THE PROBLEM
Give back exactly the stretch of data below from the line holding "Every instance of the black metal" through the line holding "Every instance of the dark", both ends included, and leave the remaining lines out.

DATA PROVIDED
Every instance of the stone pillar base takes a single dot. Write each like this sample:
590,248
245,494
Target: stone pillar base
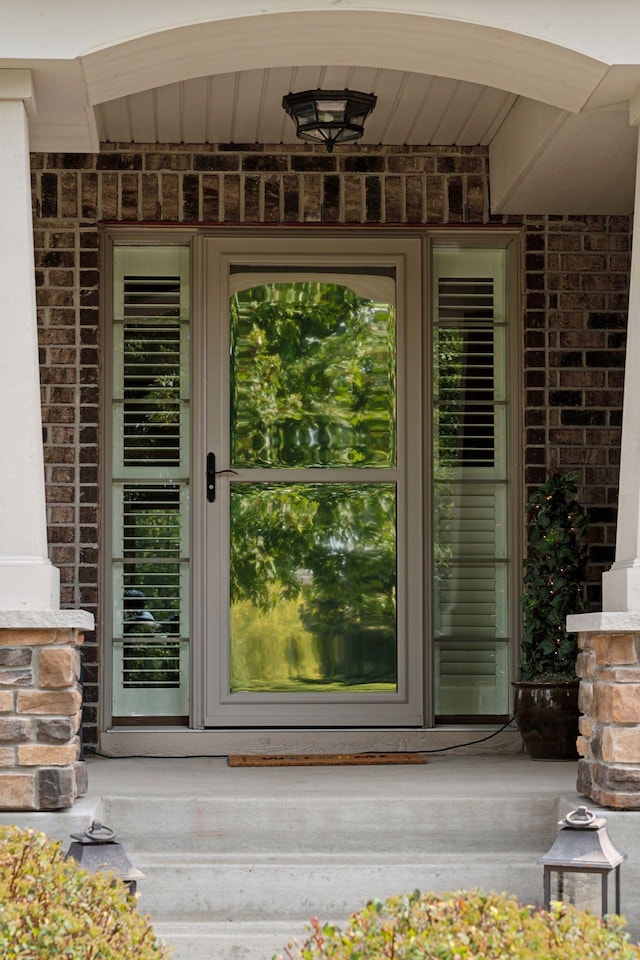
609,742
40,709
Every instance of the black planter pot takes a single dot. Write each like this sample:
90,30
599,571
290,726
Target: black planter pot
547,718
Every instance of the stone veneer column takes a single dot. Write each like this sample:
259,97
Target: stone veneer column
40,698
609,664
41,709
28,581
609,742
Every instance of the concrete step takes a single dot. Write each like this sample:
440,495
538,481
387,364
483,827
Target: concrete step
326,824
228,941
271,888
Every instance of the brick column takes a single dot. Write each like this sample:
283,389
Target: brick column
40,710
609,741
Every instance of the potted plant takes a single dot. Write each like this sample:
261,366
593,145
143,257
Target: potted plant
546,701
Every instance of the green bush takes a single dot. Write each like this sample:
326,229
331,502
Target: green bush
50,909
466,926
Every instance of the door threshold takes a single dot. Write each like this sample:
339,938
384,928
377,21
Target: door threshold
168,741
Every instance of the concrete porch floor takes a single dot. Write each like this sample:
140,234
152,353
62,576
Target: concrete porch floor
474,807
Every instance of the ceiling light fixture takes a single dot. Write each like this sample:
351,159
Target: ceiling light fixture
329,116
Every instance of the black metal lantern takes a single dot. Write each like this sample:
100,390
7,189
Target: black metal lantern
98,850
583,846
329,116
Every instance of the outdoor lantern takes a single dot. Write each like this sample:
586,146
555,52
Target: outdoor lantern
583,847
98,850
329,116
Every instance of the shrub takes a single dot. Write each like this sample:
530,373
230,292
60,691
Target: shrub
466,926
50,909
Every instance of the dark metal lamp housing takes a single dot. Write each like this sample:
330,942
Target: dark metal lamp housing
98,850
583,846
329,116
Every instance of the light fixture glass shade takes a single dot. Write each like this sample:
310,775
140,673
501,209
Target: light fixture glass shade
329,116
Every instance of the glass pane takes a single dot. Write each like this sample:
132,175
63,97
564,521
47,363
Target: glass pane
312,377
313,587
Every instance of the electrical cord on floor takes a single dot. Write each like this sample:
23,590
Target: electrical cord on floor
470,743
214,756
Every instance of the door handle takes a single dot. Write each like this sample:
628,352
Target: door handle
212,473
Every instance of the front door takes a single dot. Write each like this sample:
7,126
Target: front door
312,452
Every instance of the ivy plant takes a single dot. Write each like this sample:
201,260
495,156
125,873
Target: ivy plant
465,926
554,571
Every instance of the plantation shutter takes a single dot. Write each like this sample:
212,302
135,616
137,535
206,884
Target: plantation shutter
470,483
150,489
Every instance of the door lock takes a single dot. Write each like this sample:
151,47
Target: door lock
212,473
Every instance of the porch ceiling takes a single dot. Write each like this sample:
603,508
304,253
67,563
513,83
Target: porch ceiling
544,159
246,107
554,113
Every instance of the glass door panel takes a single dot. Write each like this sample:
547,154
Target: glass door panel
308,526
314,610
313,369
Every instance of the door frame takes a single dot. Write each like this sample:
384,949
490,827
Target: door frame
404,253
166,739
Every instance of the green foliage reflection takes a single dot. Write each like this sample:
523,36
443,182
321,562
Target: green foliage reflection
312,377
313,581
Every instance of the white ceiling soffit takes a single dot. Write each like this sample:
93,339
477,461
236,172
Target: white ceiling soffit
471,52
246,107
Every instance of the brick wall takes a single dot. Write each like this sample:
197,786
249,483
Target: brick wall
575,276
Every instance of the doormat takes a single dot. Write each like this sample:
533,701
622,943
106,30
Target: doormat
322,759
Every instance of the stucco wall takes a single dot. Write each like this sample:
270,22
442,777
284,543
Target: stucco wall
574,277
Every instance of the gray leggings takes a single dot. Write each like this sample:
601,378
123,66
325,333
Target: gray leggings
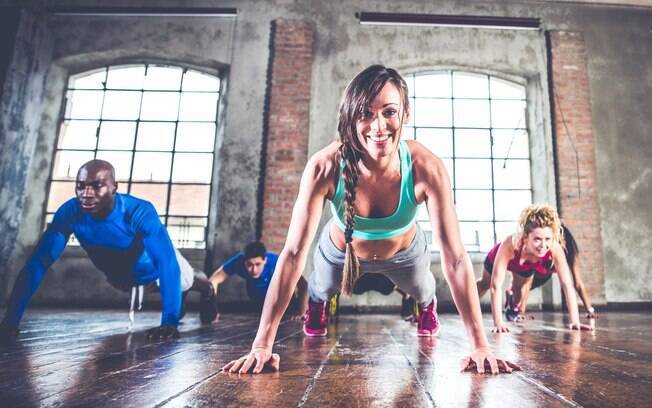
409,269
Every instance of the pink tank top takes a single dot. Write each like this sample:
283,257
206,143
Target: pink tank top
543,267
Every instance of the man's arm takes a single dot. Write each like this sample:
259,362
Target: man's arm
49,249
160,249
218,277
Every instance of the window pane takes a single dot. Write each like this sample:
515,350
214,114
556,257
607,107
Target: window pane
121,162
189,199
473,173
448,163
192,168
477,236
152,166
503,229
123,105
130,77
67,163
78,134
510,203
474,205
472,143
196,137
163,78
511,143
198,106
512,174
433,85
60,192
471,113
433,112
160,106
84,104
501,89
184,232
155,136
438,141
88,80
467,85
508,114
197,81
157,194
117,135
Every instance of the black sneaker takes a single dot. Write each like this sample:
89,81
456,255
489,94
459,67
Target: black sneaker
208,307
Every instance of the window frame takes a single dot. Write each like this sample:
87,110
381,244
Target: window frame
169,184
527,100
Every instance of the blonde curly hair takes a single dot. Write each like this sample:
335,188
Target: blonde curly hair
540,216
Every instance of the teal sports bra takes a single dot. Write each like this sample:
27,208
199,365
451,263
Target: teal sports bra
371,229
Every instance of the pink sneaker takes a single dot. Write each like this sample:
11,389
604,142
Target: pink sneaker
314,325
428,323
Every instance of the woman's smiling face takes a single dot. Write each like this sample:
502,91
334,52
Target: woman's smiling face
379,124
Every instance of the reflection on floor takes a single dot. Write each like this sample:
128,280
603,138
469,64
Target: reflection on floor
87,358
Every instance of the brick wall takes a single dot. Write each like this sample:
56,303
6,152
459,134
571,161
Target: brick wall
287,126
575,155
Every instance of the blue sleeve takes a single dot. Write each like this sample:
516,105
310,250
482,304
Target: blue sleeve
49,249
234,265
161,251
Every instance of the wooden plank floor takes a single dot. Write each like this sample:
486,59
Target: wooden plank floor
86,358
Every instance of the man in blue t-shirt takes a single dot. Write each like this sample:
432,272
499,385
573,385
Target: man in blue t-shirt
256,266
124,238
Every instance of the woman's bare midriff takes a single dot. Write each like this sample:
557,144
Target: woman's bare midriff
377,249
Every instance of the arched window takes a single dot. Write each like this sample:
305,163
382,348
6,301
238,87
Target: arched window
477,125
156,125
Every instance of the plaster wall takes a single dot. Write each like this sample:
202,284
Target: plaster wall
620,72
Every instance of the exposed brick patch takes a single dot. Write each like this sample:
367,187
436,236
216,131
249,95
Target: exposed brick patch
287,127
577,184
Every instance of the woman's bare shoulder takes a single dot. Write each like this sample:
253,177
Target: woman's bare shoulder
426,166
323,166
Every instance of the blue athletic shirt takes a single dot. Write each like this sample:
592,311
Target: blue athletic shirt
256,288
130,246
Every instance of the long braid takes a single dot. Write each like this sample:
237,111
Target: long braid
358,95
351,270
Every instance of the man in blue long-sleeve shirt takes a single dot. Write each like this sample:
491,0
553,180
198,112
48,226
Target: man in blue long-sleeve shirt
124,238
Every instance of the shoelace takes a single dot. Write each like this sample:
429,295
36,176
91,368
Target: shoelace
136,294
428,317
315,312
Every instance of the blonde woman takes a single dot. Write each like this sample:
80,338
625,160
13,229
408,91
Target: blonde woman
532,255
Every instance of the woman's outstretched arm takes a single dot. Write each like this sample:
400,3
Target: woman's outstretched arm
432,185
566,280
313,191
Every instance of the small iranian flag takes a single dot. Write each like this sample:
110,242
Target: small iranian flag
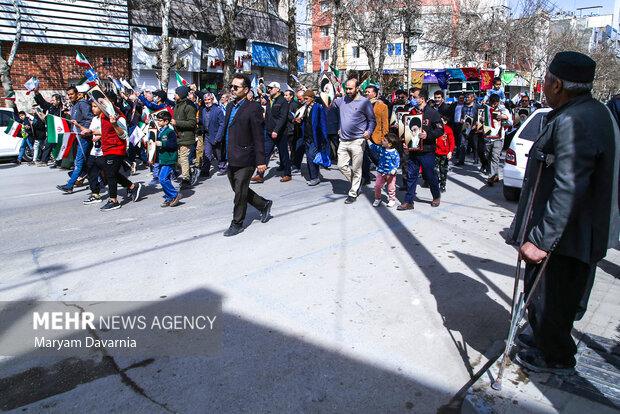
80,60
487,121
180,80
56,128
13,129
146,113
61,152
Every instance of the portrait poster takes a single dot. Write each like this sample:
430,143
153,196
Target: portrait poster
413,126
400,124
151,146
101,100
394,119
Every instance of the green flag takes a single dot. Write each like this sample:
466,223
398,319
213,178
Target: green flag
336,71
365,84
508,77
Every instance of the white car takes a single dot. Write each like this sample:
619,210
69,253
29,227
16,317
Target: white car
9,146
516,155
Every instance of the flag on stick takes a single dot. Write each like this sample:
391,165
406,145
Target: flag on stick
31,85
61,152
180,80
487,123
336,71
57,127
13,129
80,60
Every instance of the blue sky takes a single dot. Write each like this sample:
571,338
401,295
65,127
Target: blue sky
572,5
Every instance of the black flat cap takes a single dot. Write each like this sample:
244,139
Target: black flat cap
573,67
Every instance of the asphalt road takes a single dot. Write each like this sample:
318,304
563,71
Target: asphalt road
327,307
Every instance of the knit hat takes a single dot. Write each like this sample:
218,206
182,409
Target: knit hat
161,94
182,91
573,67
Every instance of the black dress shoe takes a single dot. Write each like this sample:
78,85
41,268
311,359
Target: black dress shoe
233,230
264,214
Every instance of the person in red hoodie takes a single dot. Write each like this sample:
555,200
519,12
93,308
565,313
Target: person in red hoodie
443,153
114,146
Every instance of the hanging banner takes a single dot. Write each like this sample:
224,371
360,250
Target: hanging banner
269,55
417,78
471,73
486,78
442,79
508,77
456,74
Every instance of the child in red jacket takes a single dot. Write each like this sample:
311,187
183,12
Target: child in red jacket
445,147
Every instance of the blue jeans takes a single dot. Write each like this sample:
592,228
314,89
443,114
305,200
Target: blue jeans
166,184
311,151
22,149
80,160
427,162
212,151
282,144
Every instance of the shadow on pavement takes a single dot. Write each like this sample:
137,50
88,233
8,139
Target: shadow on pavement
260,370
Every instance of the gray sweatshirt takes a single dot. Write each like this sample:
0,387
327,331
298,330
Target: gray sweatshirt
356,117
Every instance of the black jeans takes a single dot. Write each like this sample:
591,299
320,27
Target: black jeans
95,166
47,151
554,305
112,166
297,151
239,178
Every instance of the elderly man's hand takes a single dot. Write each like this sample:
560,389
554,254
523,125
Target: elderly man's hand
532,254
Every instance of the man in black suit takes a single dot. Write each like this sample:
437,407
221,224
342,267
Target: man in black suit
245,151
574,216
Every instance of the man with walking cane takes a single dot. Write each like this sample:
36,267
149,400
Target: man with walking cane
568,213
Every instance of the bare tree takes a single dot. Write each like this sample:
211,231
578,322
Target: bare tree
371,24
6,64
165,43
568,34
292,43
337,19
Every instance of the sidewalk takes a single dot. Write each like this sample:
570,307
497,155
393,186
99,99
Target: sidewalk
595,389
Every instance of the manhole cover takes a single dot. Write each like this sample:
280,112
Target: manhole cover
598,371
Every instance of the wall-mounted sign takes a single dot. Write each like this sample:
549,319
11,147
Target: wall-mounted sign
269,55
215,61
185,53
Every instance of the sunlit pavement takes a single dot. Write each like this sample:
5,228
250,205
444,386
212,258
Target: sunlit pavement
327,307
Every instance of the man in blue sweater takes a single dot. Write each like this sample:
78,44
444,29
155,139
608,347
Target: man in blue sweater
357,122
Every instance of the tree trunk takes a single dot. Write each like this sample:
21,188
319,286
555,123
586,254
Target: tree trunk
5,65
165,44
226,10
336,18
382,53
292,43
407,55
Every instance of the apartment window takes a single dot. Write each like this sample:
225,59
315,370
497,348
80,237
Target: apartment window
395,49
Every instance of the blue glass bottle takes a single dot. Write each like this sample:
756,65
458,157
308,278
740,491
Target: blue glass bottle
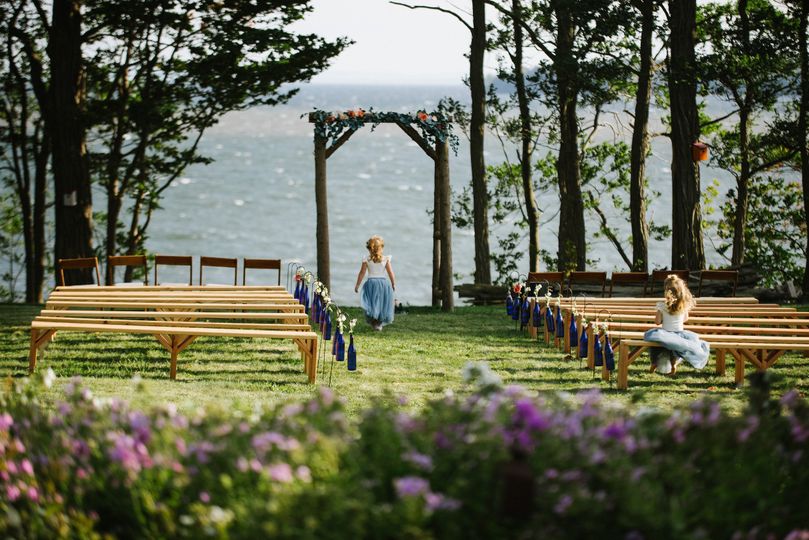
599,356
573,330
609,354
352,354
341,347
583,342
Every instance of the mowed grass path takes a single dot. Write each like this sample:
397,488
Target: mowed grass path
420,356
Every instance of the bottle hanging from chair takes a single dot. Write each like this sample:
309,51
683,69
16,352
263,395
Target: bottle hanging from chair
351,362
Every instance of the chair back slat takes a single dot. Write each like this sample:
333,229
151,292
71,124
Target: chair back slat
729,276
78,264
629,278
218,262
127,260
174,260
260,264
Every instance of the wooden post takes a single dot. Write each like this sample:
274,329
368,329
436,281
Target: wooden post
436,286
322,206
445,278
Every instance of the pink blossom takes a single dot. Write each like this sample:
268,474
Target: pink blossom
410,486
12,492
280,472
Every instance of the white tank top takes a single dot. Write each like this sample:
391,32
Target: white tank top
671,323
376,269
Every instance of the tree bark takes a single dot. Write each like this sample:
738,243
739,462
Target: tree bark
322,206
640,142
572,246
73,199
802,114
480,196
525,134
687,250
442,169
743,180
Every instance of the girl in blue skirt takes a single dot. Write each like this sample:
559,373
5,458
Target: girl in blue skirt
377,291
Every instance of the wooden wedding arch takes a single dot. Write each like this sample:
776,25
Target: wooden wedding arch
433,134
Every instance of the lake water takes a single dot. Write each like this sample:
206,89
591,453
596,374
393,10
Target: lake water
257,198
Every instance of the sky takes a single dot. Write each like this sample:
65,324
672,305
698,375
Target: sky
393,44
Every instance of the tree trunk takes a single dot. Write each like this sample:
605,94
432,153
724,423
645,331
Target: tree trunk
640,143
40,188
480,196
803,112
442,167
73,198
322,206
436,285
525,135
743,180
572,247
686,246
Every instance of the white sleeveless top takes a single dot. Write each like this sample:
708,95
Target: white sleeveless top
672,323
376,269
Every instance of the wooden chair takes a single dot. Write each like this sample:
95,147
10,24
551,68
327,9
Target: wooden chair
550,277
174,260
659,276
593,278
127,261
629,278
729,276
218,262
263,264
78,264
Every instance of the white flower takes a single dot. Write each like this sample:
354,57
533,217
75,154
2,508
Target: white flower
48,378
480,374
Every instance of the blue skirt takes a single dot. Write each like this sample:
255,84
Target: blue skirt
377,300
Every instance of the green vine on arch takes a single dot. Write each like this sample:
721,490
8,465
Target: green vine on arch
434,126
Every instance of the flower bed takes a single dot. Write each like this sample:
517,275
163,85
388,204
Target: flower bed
489,462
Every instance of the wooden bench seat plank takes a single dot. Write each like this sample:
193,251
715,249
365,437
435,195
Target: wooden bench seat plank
191,324
249,315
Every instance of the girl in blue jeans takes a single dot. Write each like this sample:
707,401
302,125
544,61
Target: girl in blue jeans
377,292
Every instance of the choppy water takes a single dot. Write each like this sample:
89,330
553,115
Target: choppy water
257,198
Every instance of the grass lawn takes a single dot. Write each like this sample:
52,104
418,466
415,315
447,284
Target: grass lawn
420,356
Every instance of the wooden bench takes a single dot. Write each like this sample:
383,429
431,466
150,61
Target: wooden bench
762,354
177,316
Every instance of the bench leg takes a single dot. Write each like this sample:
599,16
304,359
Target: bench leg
174,352
720,361
32,352
623,366
739,378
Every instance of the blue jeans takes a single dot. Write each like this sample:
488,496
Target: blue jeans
685,344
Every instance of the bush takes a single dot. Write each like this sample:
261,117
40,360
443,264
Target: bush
489,462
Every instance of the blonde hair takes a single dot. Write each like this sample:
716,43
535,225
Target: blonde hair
375,246
677,296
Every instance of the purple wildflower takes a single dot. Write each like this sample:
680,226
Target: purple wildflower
411,486
280,472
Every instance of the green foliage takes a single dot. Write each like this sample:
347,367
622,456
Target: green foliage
483,462
776,229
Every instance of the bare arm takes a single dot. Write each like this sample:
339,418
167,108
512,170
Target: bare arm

EXERCISE OUTPUT
Every instance of the black metal lantern takes a single dot. Write each like this sample:
100,390
7,189
Target: black metal lantern
98,850
583,846
329,116
Every instance of the outdoor lantern takes a single dot. Write each like this sample:
586,146
555,52
Target: outdoor lantern
583,847
98,850
329,116
Every instance of the shrub takes a single dot. Write each like this sample:
530,373
230,292
60,691
Target: shrub
466,926
50,909
Every instance of the dark metal lamp housing takes a single dot. Write each like this sample:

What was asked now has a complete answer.